── Input data ──

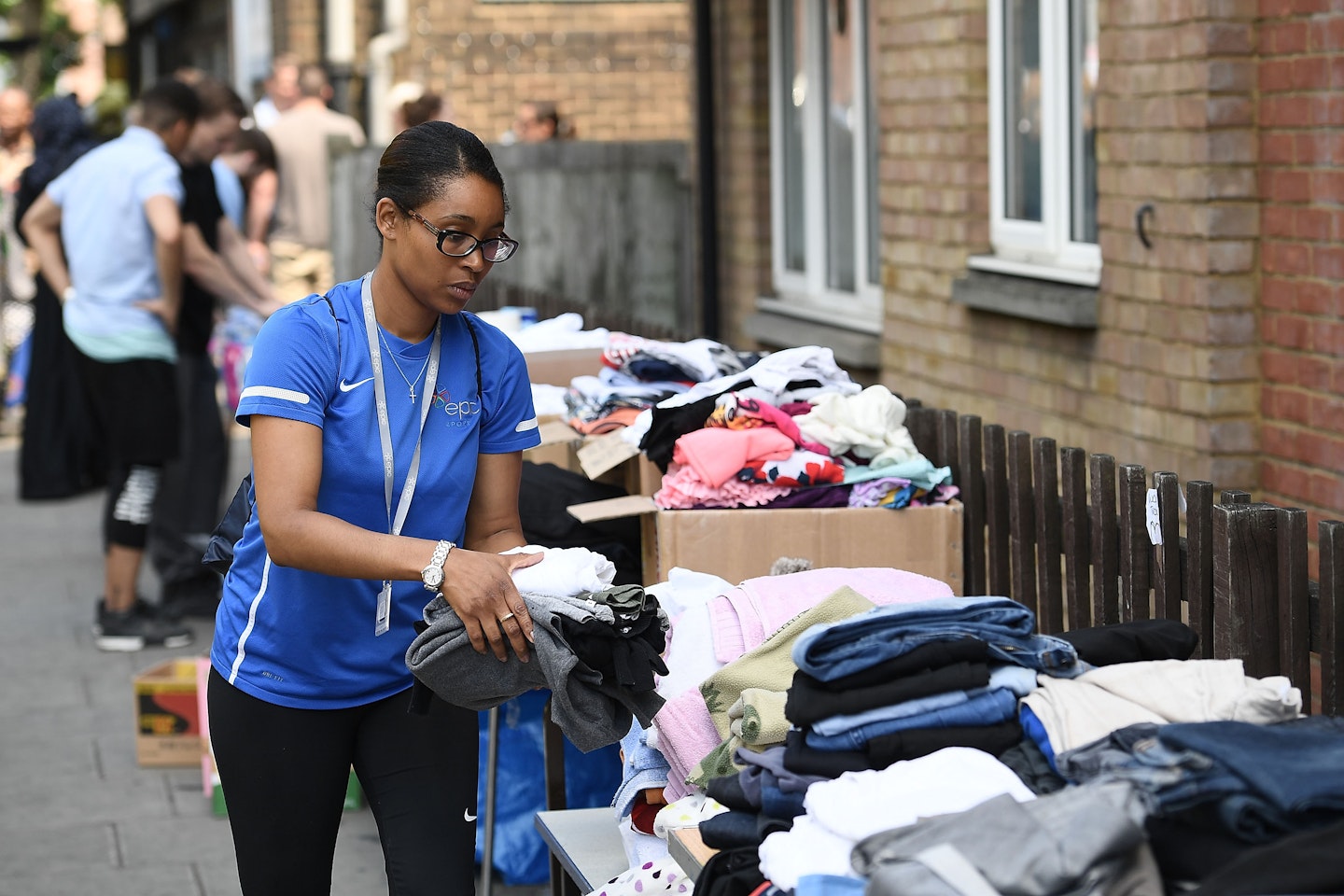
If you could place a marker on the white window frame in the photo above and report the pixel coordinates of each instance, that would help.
(1041, 248)
(805, 294)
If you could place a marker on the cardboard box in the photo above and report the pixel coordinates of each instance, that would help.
(742, 543)
(562, 366)
(167, 715)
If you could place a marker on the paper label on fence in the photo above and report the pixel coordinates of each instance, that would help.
(611, 508)
(1155, 517)
(604, 453)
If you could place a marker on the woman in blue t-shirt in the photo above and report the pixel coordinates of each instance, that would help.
(387, 427)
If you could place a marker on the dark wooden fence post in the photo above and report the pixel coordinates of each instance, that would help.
(1077, 532)
(1167, 580)
(1050, 614)
(1105, 544)
(1135, 547)
(1022, 519)
(996, 511)
(945, 425)
(972, 483)
(1331, 541)
(1245, 581)
(1199, 562)
(1295, 623)
(919, 424)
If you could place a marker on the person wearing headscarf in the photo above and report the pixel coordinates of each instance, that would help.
(60, 455)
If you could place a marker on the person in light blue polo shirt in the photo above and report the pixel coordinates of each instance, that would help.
(107, 237)
(387, 428)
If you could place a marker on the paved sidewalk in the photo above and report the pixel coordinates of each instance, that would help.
(77, 814)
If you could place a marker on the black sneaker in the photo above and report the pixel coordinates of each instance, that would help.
(136, 629)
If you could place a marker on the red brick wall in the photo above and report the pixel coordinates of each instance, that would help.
(1301, 147)
(1169, 376)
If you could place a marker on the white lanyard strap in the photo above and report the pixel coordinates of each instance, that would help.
(385, 434)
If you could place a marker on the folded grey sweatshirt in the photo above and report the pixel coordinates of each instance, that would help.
(590, 711)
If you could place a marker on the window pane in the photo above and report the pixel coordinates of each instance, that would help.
(874, 128)
(1084, 64)
(842, 112)
(1022, 109)
(794, 79)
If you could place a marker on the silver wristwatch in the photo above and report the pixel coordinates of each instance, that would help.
(433, 575)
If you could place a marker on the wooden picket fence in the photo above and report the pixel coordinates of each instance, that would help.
(1068, 534)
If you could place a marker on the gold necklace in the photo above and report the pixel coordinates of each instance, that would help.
(410, 383)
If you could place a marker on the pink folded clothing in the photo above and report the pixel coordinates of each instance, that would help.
(686, 736)
(718, 455)
(746, 615)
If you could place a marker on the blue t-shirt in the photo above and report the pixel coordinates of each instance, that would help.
(110, 246)
(307, 639)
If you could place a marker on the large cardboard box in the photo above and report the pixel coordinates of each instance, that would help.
(562, 366)
(742, 543)
(167, 715)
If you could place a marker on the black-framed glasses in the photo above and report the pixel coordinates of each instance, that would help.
(455, 244)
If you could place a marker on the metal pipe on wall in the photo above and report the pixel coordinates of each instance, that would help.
(707, 167)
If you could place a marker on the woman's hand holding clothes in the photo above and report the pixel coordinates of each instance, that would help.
(480, 589)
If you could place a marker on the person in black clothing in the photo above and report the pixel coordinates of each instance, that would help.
(61, 455)
(217, 268)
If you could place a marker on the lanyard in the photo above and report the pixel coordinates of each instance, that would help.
(385, 436)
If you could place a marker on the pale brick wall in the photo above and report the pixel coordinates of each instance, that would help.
(742, 144)
(617, 70)
(1301, 143)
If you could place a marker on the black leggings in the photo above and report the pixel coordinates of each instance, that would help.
(284, 773)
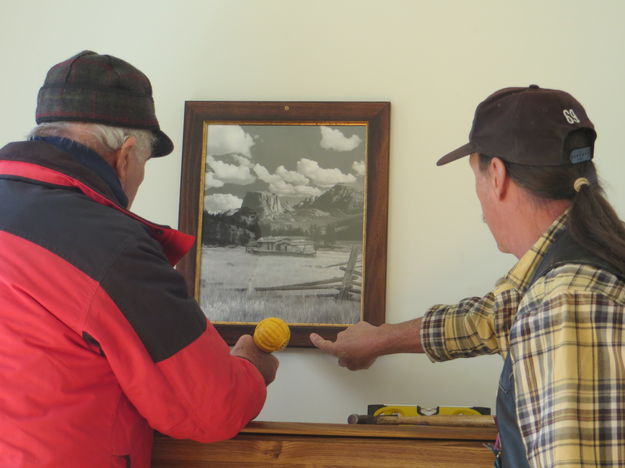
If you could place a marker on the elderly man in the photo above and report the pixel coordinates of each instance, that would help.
(558, 317)
(101, 342)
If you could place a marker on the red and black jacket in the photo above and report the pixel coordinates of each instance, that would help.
(100, 341)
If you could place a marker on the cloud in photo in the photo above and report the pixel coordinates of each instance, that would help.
(359, 168)
(230, 173)
(220, 202)
(211, 182)
(292, 177)
(227, 139)
(323, 177)
(334, 139)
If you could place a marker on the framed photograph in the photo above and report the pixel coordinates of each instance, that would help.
(288, 201)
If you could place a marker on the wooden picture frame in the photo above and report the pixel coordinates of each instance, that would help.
(285, 225)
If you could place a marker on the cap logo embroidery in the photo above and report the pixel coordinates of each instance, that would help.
(570, 116)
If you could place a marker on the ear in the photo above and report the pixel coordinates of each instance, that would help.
(121, 157)
(499, 178)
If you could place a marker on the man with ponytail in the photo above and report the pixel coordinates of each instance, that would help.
(558, 316)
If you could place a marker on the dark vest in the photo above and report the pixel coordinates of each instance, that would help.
(564, 250)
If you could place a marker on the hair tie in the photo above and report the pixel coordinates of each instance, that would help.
(579, 182)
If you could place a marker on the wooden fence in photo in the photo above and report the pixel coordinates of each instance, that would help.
(347, 287)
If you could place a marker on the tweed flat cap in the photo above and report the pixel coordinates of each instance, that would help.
(90, 87)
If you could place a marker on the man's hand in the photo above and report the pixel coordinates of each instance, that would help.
(266, 363)
(361, 344)
(353, 346)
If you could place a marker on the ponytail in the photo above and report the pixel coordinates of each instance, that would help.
(592, 221)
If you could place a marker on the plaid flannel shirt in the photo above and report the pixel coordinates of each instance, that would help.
(566, 334)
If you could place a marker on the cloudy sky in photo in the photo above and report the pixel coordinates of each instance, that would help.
(292, 161)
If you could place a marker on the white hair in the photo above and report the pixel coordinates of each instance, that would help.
(107, 137)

───

Set task: Update all the records above by replacing "place a marker" with "put a dot" and keeping everything else unchanged. Leave the pictures out of your answer.

Exercise result:
If you could put a dot on the white window frame in the photo above and report the pixel coordinates of each instance, that would help.
(1041, 248)
(805, 294)
If you could put a dot on the cardboard box in the photo above and report the pixel coordinates of each instance, that would help.
(742, 543)
(562, 366)
(167, 715)
If you could put a dot on the paper label on fence in the photo above and report the pixel coordinates of each instance, that would help.
(611, 508)
(1155, 517)
(604, 453)
If you could put a dot on the woman in blue t-shirt in the photo above and report the pixel coordinates of each instance, that would help.
(387, 427)
If you could put a dot on the dark wooden fence post in the photo above and report the pixel coordinates of each instance, that would help.
(1077, 532)
(1167, 580)
(1050, 614)
(1105, 544)
(1135, 547)
(1022, 519)
(996, 511)
(945, 425)
(972, 483)
(1331, 541)
(1245, 581)
(1199, 562)
(1295, 623)
(919, 424)
If you could put a dot on the person wearing headscarf in the photo above and report the pixel coordinates of each instance, that would help.
(60, 455)
If you could put a dot on the person in light blue polo shirt in the photo above and report the pixel coordinates of each instance, that would help.
(107, 237)
(387, 428)
If you could put a dot on the paved sidewalk in the photo above and report the pixel coordinates of each instance, that would help.
(77, 814)
If you could put a dot on the black sneaker in the photo above and report the pixel coordinates of each instance, that would help.
(136, 629)
If you could put a dot on the red brick wall in the photo above and report the pixel coordinates of each instance, that would help.
(1301, 147)
(1169, 376)
If you could put a dot on the white lanyard strap in the photo above and report the pixel coordinates of each instance, that would help.
(385, 434)
If you could put a dot on the folded grey sweatshirt in the photo above and report the pixel coordinates of each instance, that would help.
(590, 711)
If you could put a dot on the window pane in the photo above and report the pixel coordinates of each instance, that would help.
(874, 128)
(1084, 64)
(842, 112)
(1022, 109)
(794, 79)
If you could put a dot on the silver wristwatch in the photo above and report the pixel coordinates of each instance, that would help.
(433, 575)
If you could put a dot on the wooden picket fence in the photo above and report the pixel coordinates of each instance, that would help.
(1068, 534)
If you could put a dot on the gold necklace in the photo above and report the pixel coordinates of each instance, that would help.
(410, 383)
If you could put a dot on the pink folded clothing in the photo above and report the pixel coordinates of each instance, that would help.
(686, 736)
(718, 455)
(746, 615)
If you could put a dot on the blue t-shirt in the photo above and report the pixel coordinates of each instance, that would help.
(110, 246)
(307, 639)
If you could put a dot on the large cardboard box in the photo above and report the pixel coordinates of each instance, that would help.
(562, 366)
(742, 543)
(167, 715)
If you could put a dot on the black-framed glasses in the photo above and report the pixel coordinates of each instance, that would help.
(455, 244)
If you could put a dot on the metal pipe on wall in the photo above and report the pixel coordinates of each instance, that would help.
(707, 167)
If you could put a dot on the woman's hand holding clothes in the photo above and report the pixel coordinates of each instance, that would help.
(480, 589)
If you could put a dot on the person in black clothing in the photo above and report the pixel coordinates of each instance, that would help.
(61, 455)
(217, 268)
If you could put a dot on the lanyard in the photo above and report the pixel coordinates of each instance, that would help.
(385, 436)
If you could put a dot on the pale brick wall in the photo above and report the pixel coordinates of each instance, that would help.
(742, 144)
(617, 70)
(1301, 143)
If you could put a dot on the black leggings in the photo above and report the pixel coordinates of each instance, that would help.
(284, 773)
If you could put a dot on the elderly man in the photo above and report the pixel coordinates of each instance, that would help.
(558, 317)
(101, 342)
If you could put a dot on the red and black jacket in the photo above and report the pixel coordinates of each instance, that would help.
(100, 341)
If you could put a dot on the cloud in photo in the photo above and report the pixel coordinates of each instance, that would help.
(359, 168)
(230, 173)
(220, 202)
(211, 182)
(292, 177)
(227, 139)
(323, 177)
(334, 139)
If you could put a dot on the framed photograph in the photo above and report the pixel coordinates of each instance, that would help.
(288, 201)
If you could put a dot on the wooden picture frame in the photo above and report the pixel coordinates of each instance, that would help.
(285, 225)
If you could put a dot on the cap logo embroidery in the photo above and report the pixel coordinates of each instance, that would help.
(570, 116)
If you could put a dot on the ear in the photo above and report the pixel coordinates of each instance, that would help.
(121, 157)
(499, 178)
If you could put a dot on the man with ponytail in the photo above and report the pixel coordinates of each instance, that would help.
(558, 316)
If you could put a dot on the dark vest in the photo above and report the pixel coordinates of each instance, that would help.
(564, 250)
If you could put a dot on the hair tie in the photo above and report the pixel coordinates of each instance, that would help.
(579, 182)
If you could put a dot on the wooden fence in photo in the photo above and report the pixel coordinates of each instance, that would help.
(347, 287)
If you could put a dot on the tweed flat cap in the photo above and report the pixel coordinates of each instance, that would help.
(90, 87)
If you could put a dot on the man's hand in the photo above and report the pixel coordinates of each instance, that would help.
(266, 363)
(361, 344)
(353, 346)
If you could put a dot on the ponytail in the photo above and report the pixel coordinates of each instance, that would help.
(592, 221)
If you could put a dot on the plaid flannel shirt in the photo above and report the pixel coordinates of each instance, that would help.
(566, 334)
If you could put a dot on the cloudy sky in photo in the photo above and report the pixel coordinates of each instance, that would help.
(292, 161)
If you could put a dot on the white hair in the photo above and report the pixel coordinates of each instance, that would help.
(107, 137)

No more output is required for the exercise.